___ Extracted data

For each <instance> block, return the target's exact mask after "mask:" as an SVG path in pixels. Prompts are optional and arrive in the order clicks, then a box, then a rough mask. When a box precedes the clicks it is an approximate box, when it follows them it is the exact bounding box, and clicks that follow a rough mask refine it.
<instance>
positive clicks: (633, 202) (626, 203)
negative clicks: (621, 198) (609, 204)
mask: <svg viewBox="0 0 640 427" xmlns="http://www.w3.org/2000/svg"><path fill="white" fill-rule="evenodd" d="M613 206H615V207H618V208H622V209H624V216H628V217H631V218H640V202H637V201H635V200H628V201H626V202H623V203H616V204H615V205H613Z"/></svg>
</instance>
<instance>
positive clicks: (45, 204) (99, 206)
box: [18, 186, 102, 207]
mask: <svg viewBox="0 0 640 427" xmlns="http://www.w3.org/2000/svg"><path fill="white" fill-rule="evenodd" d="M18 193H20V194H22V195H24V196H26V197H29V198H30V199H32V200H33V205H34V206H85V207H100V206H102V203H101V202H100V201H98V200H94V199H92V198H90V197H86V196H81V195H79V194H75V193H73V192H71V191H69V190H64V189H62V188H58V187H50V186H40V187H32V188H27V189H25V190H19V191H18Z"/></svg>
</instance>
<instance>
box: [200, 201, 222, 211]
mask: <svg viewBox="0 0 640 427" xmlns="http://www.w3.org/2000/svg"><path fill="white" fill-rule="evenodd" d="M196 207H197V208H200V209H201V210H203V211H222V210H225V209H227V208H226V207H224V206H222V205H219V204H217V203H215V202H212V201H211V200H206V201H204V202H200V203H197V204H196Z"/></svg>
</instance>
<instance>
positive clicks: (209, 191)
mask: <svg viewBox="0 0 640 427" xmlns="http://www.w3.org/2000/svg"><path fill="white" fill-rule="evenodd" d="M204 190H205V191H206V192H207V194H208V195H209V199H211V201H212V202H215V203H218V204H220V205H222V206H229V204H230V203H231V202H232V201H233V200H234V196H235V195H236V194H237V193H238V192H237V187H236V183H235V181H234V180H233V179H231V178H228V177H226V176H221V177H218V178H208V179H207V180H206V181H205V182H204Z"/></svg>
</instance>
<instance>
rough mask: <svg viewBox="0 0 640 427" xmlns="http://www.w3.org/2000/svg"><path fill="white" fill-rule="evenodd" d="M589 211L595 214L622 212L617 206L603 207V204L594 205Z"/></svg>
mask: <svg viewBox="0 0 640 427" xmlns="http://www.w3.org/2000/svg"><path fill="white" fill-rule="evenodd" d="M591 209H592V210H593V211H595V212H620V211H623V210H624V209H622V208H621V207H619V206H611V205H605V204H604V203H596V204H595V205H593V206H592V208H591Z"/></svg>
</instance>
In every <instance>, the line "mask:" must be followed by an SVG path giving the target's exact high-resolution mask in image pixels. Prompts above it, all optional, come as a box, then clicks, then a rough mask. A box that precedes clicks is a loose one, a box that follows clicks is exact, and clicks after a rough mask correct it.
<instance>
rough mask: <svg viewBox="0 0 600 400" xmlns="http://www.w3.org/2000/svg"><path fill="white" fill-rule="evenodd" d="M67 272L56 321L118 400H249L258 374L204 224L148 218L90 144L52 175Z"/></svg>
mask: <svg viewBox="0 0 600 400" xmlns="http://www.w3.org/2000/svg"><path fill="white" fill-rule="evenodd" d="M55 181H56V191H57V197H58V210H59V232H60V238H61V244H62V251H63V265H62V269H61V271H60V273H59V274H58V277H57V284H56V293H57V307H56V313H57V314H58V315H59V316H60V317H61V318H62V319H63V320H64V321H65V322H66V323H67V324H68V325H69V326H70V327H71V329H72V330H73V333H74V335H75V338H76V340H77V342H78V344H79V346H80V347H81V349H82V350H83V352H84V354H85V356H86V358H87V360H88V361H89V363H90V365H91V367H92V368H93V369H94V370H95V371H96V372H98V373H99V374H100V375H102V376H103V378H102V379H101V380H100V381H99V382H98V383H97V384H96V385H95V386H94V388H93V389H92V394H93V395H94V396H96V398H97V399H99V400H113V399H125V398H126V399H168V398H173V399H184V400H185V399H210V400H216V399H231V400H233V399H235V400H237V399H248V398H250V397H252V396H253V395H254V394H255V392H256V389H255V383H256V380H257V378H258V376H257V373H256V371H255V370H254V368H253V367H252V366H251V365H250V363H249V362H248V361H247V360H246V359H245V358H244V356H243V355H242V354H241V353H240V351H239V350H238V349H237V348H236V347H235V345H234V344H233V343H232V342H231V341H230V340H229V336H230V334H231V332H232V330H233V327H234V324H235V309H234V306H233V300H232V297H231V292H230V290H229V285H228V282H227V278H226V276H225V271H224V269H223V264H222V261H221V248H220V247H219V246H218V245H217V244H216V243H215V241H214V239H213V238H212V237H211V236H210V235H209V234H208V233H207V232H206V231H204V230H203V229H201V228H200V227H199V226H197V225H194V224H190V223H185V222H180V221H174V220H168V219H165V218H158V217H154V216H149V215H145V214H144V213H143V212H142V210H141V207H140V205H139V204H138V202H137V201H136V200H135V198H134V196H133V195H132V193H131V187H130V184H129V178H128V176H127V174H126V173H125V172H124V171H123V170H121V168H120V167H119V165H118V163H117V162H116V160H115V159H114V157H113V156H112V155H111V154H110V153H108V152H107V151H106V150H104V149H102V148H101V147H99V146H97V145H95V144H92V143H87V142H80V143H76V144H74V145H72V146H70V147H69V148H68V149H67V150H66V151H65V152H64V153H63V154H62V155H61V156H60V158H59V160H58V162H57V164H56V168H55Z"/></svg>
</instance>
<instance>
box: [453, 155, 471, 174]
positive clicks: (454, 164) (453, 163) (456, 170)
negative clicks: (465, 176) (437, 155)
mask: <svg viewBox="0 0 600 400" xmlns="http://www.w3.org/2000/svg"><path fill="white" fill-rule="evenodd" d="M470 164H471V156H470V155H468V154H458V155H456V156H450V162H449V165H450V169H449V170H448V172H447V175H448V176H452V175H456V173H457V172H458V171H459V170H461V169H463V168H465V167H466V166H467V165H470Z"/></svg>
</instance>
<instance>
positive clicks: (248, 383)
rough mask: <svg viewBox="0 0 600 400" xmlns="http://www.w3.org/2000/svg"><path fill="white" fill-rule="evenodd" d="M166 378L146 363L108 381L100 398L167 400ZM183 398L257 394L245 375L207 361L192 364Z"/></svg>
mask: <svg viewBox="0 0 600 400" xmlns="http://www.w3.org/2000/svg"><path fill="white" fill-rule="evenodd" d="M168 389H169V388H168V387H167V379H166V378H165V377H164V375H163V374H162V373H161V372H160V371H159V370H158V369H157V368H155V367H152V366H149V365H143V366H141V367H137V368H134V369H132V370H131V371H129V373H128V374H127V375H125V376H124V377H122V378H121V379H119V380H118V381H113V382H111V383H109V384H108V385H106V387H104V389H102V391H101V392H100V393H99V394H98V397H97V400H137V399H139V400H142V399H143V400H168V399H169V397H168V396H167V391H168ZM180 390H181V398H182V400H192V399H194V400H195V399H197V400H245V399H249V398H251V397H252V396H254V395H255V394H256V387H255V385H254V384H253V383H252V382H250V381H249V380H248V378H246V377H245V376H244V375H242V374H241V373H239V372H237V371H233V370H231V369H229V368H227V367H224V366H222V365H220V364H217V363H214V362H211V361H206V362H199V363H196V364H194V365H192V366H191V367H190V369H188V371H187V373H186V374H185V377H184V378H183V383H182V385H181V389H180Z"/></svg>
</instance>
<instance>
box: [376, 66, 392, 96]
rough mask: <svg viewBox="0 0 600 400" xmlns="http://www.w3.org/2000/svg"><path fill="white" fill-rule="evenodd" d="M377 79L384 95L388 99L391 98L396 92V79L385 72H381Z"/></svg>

______

Work order: Please pick out and copy each line of the listing above that contains the string "positive", with case counting.

Answer for this exercise:
positive clicks: (633, 202) (626, 203)
positive clicks: (45, 204) (99, 206)
positive clicks: (209, 191)
positive clicks: (454, 164) (453, 163) (456, 170)
positive clicks: (248, 383)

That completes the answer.